BEGIN Passage given
I honestly think independent commissions and the way they operate/are stacked are one of the most egregious examples of bad-faith and ill-intentioned "gerrymandering reform," and they’re the main reason why I prefer even the current system to this kind of reform. I don’t know if that’s what happened here, but it always baffles me when so-called "independent" commissions act in a more partisan manner than even state legislatures/governors (we see this in states like MT/NJ/etc. as well). It’s a shame because it’s in both parties' interest to genuinely tackle gerrymandering at this point (it’s also the right thing to do from a moral standpoint, obviously, but electoral calculations will always take precedence over moral arguments in most politicians' minds) rather than just creating another (this time ostensibly 'non-partisan') thinly veiled gerrymander.

I’m completely opposed to those commissions in any state.
Partisan/bipartisan commissions are bad. I'd like to see a federal law rolling redistricting into another arm of the census bureau, with districts drawn by non-partisan bureaucrats with public input. I don't want a single elected official getting a say in the process beyond that of any other citizen.
END Passage given
*Problem 1*. Reproduce the passage on redistricting commissions between "Partisan/bipartisan commissions are" and "any other citizen.", inclusive.
*Problem 2*. In the passage on redistricting commissions, what does the writer want a federal law to roll redistricting into?
*Problem 3*. Write the next part of the passage on redistricting commissions, starting after its final sentence.
BEGIN Information given
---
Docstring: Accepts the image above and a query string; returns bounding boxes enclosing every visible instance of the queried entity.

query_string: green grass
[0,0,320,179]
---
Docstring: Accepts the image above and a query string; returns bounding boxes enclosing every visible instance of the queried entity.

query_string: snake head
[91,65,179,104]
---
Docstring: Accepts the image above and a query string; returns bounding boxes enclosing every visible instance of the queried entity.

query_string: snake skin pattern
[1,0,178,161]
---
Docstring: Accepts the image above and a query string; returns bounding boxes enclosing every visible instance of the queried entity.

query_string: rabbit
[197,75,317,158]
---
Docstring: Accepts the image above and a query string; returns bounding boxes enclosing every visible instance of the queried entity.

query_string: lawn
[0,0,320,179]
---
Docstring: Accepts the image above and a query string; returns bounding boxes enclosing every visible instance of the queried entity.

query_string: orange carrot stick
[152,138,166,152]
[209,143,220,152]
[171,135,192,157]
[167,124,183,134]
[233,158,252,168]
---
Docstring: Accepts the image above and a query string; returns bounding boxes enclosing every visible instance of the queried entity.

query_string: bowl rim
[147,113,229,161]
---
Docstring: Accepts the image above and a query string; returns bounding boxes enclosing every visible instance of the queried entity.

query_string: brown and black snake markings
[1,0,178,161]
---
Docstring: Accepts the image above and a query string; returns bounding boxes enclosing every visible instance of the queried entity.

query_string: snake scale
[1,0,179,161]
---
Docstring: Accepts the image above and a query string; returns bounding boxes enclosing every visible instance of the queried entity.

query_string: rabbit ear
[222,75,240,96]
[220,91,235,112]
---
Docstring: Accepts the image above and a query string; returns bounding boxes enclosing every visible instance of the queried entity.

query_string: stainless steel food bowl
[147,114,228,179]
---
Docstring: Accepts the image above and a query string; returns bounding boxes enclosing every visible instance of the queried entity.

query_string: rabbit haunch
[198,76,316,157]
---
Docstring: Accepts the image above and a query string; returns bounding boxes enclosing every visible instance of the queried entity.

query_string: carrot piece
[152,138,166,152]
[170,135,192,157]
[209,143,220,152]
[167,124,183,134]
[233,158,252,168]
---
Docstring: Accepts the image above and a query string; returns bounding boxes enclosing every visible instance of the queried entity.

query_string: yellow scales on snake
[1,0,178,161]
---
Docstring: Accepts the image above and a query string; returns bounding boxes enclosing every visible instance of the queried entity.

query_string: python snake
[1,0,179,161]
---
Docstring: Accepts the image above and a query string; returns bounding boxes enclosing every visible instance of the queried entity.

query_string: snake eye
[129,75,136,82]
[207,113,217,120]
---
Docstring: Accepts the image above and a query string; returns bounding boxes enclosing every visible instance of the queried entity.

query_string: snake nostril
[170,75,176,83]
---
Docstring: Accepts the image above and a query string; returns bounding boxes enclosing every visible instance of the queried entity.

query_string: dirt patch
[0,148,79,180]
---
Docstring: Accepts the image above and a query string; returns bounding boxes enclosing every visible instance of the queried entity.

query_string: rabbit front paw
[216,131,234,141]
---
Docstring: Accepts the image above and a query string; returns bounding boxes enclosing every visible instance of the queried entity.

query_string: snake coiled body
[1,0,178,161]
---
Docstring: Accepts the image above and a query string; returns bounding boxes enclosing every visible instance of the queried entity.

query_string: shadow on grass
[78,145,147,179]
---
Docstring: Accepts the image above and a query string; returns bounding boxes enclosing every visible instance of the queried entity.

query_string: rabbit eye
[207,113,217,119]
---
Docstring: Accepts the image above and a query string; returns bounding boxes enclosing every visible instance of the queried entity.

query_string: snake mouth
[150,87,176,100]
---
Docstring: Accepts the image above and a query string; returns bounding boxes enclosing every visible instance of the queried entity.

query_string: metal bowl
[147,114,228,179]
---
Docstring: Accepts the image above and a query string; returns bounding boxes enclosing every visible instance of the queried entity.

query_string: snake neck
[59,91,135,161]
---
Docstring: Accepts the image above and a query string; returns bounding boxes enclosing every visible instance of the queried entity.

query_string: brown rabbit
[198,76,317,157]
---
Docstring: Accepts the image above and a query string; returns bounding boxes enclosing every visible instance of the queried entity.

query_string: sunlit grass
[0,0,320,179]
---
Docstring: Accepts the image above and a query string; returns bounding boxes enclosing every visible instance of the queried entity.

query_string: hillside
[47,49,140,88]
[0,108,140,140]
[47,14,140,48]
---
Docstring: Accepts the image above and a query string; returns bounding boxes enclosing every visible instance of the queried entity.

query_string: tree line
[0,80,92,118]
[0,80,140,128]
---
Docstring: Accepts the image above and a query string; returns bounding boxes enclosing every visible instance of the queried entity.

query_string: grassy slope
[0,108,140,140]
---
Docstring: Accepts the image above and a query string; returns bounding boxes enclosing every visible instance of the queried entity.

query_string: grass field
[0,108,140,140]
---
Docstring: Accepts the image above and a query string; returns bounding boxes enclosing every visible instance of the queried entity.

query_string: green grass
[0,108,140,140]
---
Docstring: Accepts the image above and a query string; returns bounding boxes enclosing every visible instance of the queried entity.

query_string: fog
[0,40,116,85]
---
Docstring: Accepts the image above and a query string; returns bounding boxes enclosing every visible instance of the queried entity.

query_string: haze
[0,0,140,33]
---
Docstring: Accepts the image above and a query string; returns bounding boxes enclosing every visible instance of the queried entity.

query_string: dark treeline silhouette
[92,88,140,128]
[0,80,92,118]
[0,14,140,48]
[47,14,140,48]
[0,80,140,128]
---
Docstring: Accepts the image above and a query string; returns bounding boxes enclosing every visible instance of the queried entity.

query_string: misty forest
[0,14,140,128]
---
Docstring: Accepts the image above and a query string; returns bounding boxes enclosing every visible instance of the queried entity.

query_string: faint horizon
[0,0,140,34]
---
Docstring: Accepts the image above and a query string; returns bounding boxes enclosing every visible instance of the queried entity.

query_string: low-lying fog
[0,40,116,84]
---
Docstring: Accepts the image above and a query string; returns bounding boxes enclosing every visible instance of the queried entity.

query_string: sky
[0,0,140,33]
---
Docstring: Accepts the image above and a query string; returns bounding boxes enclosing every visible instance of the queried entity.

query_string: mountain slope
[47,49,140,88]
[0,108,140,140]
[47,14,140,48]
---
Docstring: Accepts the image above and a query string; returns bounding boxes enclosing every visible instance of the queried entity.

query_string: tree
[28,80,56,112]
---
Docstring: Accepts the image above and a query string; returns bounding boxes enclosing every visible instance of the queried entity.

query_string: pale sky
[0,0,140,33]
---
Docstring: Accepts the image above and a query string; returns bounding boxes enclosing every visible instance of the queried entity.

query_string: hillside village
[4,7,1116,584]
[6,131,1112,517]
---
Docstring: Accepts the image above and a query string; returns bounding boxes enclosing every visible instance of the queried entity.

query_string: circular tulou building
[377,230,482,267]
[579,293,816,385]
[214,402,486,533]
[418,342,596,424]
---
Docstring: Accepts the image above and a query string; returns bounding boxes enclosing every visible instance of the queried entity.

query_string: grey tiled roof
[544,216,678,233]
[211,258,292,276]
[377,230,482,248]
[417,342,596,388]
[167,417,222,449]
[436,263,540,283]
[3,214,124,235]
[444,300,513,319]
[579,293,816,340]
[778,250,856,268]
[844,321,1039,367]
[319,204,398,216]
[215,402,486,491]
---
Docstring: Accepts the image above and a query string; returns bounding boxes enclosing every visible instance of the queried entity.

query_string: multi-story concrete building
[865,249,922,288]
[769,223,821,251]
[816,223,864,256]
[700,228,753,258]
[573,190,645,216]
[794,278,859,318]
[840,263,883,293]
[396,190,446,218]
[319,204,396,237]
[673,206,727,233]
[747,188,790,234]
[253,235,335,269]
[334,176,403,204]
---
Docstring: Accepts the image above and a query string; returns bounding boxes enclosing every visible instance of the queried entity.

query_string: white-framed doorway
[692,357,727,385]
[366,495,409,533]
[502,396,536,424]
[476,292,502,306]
END Information given
*Task output 1*.
Partisan/bipartisan commissions are bad. I'd like to see a federal law rolling redistricting into another arm of the census bureau, with districts drawn by non-partisan bureaucrats with public input. I don't want a single elected official getting a say in the process beyond that of any other citizen.

*Task output 2*. Another arm of the census bureau.

*Task output 3*.
That sounds even worse than a commission tbh.

The only way to truly get partisanship / gaming the system out of redistricting is to give it to the computers. We will set allowable deviations by population, compactness, etc. and then let the computers draw the maps.

The only question would be VRA compliance and who decides on the algorithm, but those questions could be handled nationwide and not on a state by state basis. Regardless, this is the only framework that will ever be fair in any sense of the word.
I have yet to see an algorithm that can create better fair maps than a human can. It's probably possible to make one, but it takes a lot more work than any advocating for robomandering has put in. Even if you turn everything over to an algorithm, it's still using weights for criteria determined by a human. You're not eliminating bias; you're obfuscating it.

The census bureau should draw the maps because no group has a better idea of how our communities are connected and divided than they do, and therefore they're the organization best-positioned to draw maps that keep communities of interest together.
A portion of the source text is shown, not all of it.